**RECORD SET**.

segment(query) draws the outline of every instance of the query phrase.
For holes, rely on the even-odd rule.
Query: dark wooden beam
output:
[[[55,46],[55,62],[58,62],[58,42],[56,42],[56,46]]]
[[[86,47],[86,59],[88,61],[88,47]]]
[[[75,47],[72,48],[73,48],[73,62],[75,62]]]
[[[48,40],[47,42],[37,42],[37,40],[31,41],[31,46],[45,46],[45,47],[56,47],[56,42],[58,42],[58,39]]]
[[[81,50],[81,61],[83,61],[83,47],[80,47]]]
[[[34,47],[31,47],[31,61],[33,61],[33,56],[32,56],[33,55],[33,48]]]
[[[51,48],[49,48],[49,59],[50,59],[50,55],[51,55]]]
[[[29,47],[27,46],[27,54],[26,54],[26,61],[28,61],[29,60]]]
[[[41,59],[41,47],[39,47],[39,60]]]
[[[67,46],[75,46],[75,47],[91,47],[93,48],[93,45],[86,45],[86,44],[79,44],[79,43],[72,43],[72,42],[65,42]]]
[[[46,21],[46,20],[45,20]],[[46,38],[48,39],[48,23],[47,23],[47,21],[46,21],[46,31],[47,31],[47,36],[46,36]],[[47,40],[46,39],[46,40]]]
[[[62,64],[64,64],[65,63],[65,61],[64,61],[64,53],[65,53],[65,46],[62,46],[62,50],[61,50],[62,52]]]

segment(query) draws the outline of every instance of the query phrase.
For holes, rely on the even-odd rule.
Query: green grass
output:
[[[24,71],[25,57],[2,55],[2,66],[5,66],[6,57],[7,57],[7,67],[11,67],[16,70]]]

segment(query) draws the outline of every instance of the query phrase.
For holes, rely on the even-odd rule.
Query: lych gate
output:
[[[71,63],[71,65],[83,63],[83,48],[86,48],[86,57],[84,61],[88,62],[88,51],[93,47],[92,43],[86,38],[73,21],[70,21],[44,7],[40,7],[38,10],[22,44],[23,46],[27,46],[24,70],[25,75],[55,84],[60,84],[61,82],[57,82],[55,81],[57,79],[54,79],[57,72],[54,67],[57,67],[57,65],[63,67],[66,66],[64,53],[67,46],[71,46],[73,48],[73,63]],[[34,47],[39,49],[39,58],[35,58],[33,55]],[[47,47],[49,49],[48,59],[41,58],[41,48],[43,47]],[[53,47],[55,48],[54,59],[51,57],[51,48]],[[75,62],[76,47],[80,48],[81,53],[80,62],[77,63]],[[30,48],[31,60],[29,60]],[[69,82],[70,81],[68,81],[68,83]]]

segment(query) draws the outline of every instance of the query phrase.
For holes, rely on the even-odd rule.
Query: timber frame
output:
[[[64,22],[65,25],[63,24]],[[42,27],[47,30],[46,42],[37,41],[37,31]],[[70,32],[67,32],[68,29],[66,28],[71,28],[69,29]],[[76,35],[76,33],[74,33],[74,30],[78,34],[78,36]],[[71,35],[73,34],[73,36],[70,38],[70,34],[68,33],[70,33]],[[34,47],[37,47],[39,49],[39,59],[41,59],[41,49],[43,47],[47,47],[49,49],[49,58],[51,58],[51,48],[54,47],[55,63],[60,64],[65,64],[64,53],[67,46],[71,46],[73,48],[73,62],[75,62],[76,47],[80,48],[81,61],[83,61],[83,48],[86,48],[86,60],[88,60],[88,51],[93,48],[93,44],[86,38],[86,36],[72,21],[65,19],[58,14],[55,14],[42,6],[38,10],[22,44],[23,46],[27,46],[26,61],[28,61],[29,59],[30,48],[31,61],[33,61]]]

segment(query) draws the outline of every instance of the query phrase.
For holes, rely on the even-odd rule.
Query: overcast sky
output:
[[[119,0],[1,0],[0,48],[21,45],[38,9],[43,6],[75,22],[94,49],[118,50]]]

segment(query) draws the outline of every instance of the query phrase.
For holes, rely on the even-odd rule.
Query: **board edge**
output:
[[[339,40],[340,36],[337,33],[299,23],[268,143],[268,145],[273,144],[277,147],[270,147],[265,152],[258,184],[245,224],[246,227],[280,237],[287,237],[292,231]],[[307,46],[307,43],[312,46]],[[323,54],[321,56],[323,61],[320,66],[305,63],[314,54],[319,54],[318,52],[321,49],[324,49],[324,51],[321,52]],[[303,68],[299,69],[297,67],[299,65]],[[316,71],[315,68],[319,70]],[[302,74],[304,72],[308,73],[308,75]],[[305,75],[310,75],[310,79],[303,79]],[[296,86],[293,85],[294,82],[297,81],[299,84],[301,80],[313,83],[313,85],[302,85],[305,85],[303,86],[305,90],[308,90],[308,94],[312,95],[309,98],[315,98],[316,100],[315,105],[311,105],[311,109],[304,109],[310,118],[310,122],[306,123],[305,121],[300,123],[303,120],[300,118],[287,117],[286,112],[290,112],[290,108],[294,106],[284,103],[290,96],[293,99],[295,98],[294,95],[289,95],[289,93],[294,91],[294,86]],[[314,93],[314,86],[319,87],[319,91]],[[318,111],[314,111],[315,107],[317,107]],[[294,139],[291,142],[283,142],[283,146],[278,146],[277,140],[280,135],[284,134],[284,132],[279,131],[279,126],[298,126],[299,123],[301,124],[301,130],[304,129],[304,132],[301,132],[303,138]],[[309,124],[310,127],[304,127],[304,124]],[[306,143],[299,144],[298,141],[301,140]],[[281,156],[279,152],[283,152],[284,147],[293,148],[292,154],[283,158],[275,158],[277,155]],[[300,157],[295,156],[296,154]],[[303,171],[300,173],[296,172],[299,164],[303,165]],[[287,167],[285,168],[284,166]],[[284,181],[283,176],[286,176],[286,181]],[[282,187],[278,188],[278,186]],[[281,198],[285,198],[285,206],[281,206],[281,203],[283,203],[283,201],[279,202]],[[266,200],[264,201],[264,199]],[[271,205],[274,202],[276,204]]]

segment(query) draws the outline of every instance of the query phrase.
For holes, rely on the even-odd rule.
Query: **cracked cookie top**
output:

**WORK ORDER**.
Repeat every line of the data word for word until you have repeated the line that contains "Query: dark wooden beam", which is the last one to include.

**COMPLETED TASK**.
segment(query) draws the outline of every instance of the query phrase.
For holes, rely on the even-odd rule.
Query: dark wooden beam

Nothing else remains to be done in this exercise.